═════ Brano da leggere
L'epatite C cronica è definita come l'infezione da virus dell'epatite C, individuato in base alla presenza del suo RNA, persistente per più di sei mesi. Le infezioni croniche sono in genere asintomatiche durante i primi decenni e quindi vengono più frequentemente scoperte in seguito ad indagini effettuate dopo una rilevazione di elevati livelli di enzimi epatici o nel corso di un'indagine di screening in individui ad alto rischio. Il test non è in grado di distinguere tra infezioni acute e croniche.

Trattamento farmacologico


In generale, il trattamento farmacologico è consigliato nei pazienti con alterazioni epatiche provocate dal virus. Il trattamento di riferimento è una combinazione di interferone alfa pegilato e ribavirina, da assumersi per un periodo di 24 o 48 settimane, a seconda del genotipo del virus HCV. Si è osservato che questa terapia porta a miglioramenti nel 50-60% dei casi.
Per il genotipo 1 ed il genotipo 4, considerati meno sensibili all'interferone, un ruolo importante nella risposta alla terapia è giocato dalla carica virale nel sangue prima dell'inizio della cura.
Nel corso del 2011, sono stati approvati due nuovi farmaci antivirali, il boceprevir e il telaprevir, che andranno ad affiancare l'interferone e la ribavirina contro i genotipi più difficili da trattare, in particolar modo il genotipo 1, portando il tasso di guarigione dal 40% al 70%. Gli effetti collaterali del trattamento sono frequenti, con la metà dei pazienti che avverte sintomi di tipo influenzali e con un terzo che presenta problemi emotivi. Il trattamento che avviene durante i primi sei mesi risulta più efficace rispetto a quando l'epatite C diventa cronica.
Nei pazienti affetti da talassemia, la ribavirina sembra essere utile, ma aumenta la necessità di trasfusioni.
Diverse terapie alternative sono rivendicate dai loro fautori per essere utili per l'epatite C, come l'utilizzo di cardo mariano, ginseng o argento colloidale. Tuttavia, nessuna terapia alternativa ha dimostrato di migliorare i risultati per il trattamento dell'epatite C e non esiste alcuna prova che queste terapie abbiano alcun effetto sul virus.
══════════
═════ Estratto dei dati
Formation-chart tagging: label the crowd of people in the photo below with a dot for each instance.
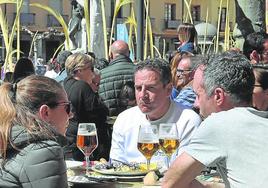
══════════
Puoi estrarre dal brano sull'epatite C il tratto che va da "L'epatite C cronica" fino a "50-60% dei casi.", copiandolo parola per parola?

* **Risultato dell'esercizio**:
L'epatite C cronica è definita come l'infezione da virus dell'epatite C, individuato in base alla presenza del suo RNA, persistente per più di sei mesi. Le infezioni croniche sono in genere asintomatiche durante i primi decenni e quindi vengono più frequentemente scoperte in seguito ad indagini effettuate dopo una rilevazione di elevati livelli di enzimi epatici o nel corso di un'indagine di screening in individui ad alto rischio. Il test non è in grado di distinguere tra infezioni acute e croniche.

Trattamento farmacologico


In generale, il trattamento farmacologico è consigliato nei pazienti con alterazioni epatiche provocate dal virus. Il trattamento di riferimento è una combinazione di interferone alfa pegilato e ribavirina, da assumersi per un periodo di 24 o 48 settimane, a seconda del genotipo del virus HCV. Si è osservato che questa terapia porta a miglioramenti nel 50-60% dei casi.